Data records

______

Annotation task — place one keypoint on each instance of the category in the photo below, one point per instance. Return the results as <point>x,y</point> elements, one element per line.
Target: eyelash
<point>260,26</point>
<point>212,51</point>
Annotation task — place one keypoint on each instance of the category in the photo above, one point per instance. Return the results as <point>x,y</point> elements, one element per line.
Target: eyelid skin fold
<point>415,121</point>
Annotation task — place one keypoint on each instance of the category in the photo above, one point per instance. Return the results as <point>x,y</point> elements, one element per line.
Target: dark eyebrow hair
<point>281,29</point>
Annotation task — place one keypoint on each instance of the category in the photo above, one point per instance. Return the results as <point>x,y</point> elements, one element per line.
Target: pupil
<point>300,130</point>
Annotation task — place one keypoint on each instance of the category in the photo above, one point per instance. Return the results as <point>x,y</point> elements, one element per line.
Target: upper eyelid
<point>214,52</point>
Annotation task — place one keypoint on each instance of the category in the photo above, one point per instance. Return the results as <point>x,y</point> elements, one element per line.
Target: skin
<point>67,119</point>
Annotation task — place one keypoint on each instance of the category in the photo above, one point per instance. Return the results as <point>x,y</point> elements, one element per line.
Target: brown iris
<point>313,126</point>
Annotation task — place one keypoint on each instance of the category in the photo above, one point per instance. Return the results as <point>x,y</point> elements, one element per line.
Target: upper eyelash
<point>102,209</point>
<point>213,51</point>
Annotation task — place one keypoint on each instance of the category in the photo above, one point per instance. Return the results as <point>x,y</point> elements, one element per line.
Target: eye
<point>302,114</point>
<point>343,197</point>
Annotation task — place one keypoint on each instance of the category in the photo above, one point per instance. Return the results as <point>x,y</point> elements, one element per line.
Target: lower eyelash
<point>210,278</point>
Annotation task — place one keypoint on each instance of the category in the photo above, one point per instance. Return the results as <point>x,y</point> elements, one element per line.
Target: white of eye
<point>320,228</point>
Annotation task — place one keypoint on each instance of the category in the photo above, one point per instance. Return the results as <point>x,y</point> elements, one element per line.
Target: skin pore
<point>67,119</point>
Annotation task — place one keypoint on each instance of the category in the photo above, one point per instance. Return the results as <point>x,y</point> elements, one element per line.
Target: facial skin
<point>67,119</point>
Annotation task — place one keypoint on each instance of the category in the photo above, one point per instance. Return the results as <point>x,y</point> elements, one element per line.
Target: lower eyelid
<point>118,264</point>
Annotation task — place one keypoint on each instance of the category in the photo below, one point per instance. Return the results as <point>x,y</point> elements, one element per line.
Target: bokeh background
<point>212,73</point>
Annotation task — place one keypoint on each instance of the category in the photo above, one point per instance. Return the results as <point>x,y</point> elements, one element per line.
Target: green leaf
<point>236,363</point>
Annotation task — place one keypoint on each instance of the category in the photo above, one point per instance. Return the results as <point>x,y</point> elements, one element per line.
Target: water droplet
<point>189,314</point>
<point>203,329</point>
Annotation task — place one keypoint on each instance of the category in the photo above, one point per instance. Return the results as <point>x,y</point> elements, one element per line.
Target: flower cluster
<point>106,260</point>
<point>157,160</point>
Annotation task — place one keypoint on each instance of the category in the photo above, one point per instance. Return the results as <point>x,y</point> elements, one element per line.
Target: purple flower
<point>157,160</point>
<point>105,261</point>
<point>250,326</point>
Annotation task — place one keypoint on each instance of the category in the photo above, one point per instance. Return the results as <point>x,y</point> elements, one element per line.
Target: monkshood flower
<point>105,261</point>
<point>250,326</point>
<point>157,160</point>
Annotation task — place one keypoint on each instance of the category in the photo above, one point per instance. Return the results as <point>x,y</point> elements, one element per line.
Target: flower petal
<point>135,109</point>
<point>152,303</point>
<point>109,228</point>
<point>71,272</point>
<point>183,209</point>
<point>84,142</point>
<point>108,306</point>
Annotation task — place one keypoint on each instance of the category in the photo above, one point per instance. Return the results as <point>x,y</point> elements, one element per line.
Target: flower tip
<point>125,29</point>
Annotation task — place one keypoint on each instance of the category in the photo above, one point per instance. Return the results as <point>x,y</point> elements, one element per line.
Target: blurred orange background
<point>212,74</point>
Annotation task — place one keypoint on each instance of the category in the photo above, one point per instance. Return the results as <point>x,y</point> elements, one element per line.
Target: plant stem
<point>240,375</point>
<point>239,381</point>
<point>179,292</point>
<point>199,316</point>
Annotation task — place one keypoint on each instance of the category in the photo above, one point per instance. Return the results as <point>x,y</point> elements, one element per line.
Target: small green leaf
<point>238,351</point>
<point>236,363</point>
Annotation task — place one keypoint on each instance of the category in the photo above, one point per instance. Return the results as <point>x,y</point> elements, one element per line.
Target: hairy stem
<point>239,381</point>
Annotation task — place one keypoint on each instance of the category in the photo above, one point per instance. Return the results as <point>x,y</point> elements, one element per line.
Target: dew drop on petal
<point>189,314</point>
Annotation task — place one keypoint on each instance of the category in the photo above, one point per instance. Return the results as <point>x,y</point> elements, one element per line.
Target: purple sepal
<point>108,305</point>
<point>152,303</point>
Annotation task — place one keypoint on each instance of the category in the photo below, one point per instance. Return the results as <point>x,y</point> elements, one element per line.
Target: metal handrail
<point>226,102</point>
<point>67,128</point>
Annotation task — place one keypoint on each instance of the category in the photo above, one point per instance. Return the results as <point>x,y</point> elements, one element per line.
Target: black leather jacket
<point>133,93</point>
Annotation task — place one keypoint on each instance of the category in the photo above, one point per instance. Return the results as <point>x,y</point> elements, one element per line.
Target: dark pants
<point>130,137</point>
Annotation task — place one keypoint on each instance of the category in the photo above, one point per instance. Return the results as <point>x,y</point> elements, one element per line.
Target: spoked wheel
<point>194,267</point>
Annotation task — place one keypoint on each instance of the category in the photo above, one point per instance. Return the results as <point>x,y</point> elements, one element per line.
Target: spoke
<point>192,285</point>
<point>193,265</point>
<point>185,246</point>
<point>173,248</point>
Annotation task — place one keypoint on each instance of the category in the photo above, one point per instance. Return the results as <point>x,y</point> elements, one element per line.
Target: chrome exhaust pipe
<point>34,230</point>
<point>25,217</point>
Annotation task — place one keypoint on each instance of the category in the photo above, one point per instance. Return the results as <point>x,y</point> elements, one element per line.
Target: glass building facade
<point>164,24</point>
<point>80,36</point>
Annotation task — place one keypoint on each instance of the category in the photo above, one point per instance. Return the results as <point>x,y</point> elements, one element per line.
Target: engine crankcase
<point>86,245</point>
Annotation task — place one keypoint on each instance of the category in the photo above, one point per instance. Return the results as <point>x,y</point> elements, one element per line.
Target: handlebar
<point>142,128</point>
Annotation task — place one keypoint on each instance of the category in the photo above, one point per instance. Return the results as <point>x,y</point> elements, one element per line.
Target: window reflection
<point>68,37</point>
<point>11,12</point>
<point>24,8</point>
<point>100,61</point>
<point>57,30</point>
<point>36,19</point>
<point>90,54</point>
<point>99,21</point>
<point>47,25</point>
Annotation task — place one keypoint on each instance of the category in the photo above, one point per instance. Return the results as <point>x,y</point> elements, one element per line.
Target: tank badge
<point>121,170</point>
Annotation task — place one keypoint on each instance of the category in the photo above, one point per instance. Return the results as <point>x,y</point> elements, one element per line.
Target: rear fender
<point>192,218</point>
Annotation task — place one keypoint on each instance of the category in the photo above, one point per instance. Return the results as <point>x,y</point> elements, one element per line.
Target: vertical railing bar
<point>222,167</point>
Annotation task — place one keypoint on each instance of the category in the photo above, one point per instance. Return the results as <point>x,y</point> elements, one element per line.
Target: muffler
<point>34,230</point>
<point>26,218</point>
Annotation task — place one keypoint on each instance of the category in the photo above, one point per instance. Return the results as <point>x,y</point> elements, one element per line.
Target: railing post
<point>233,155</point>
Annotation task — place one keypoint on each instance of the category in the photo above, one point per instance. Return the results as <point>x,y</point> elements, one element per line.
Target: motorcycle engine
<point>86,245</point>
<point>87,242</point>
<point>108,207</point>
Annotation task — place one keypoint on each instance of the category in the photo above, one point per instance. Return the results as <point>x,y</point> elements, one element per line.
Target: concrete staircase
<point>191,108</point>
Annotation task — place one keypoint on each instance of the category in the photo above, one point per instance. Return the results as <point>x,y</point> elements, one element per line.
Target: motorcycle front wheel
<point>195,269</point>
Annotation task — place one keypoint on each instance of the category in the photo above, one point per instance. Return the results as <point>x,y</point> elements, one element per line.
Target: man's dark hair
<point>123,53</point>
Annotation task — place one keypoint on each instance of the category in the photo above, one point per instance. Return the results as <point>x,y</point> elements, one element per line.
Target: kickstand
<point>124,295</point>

______

(Required task) Copy the items above verbatim, starting at the first line and ending with the line that contains "<point>212,51</point>", including that line.

(Solution for this exercise)
Annotation task — place one keypoint on each instance of the category in the photo below, one point per instance. Return the results as <point>x,y</point> elements, one element per line.
Target: eyelash
<point>260,26</point>
<point>212,51</point>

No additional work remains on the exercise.